• **Problems and tasks**:
A - From the computer chess post, reproduce everything from "Until I found" down to "than older version.".
B - In the computer chess post, how many ELO points higher than Crafty 10.18 was Crafty 23.4 on the same hardware?

• **Extract provided**:

My recent revival in interest in computer chess/checkers/gameplaying was in part spawned by the impression (not particularly support by evidence at the time) that the dramatic increase in computer chess strength must have come from more than just basic hardware improvements. It seemed obvious to me that some fraction of the increase in the play was due to new cleverness and discoveries by chess programmers. But I had no real datapoints to figure out what that split might have been.
Until I found this 2010 post by Bob Hyatt. Bob has been an expert programmer in computer chess for decades, first for Cray Blitz and later for Crafty, an awesome open source Chess program. It’s source code is amazingly interesting, and has tons of features which are pretty cool.
In the forum post, Bob compared Crafty 23.4 (which was at the time the highest ranked version he had produced) with Crafty 10.18, the version which was available 15 years earlier from 1995. Running on the same hardware, you find that Crafty 23.4 was 360 ELO points higher than older version.
But how much would we expect to gain from the factor of 1000x increase in speed between 1995 and 2006? I remember reading that each doubling of CPU speed would be worth about 100 ELO points. Bob did some experiments that suggests for Crafty, that result might be something more like 80 ELO points. That means that from hardware improvements alone, you might expect to see an increase of 800 ELO points.

• **Material supplied**:

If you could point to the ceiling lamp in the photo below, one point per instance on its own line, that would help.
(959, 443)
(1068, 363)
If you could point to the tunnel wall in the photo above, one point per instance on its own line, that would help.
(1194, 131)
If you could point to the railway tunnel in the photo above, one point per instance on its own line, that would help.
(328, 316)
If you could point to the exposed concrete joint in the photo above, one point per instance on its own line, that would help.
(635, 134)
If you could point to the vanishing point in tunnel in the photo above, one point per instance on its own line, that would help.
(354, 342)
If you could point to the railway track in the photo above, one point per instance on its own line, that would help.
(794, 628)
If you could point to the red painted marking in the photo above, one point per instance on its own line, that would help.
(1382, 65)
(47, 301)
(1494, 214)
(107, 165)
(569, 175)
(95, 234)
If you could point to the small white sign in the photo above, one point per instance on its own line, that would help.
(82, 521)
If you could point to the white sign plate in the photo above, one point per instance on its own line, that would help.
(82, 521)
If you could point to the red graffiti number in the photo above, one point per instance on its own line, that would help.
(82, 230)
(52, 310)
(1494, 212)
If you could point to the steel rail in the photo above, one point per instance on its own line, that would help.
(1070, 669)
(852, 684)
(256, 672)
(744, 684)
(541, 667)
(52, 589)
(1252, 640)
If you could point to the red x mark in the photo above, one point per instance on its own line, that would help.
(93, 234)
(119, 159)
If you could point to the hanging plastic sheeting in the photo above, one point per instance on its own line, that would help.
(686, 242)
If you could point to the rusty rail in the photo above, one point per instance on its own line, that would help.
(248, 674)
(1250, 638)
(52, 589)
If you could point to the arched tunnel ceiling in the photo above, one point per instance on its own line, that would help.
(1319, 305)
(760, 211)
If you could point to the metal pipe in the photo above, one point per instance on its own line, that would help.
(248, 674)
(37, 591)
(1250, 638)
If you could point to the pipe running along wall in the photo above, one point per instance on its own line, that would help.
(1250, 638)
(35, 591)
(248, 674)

• **Results by task**:
A -
Until I found this 2010 post by Bob Hyatt. Bob has been an expert programmer in computer chess for decades, first for Cray Blitz and later for Crafty, an awesome open source Chess program. It’s source code is amazingly interesting, and has tons of features which are pretty cool.
In the forum post, Bob compared Crafty 23.4 (which was at the time the highest ranked version he had produced) with Crafty 10.18, the version which was available 15 years earlier from 1995. Running on the same hardware, you find that Crafty 23.4 was 360 ELO points higher than older version.

B - 360 ELO points.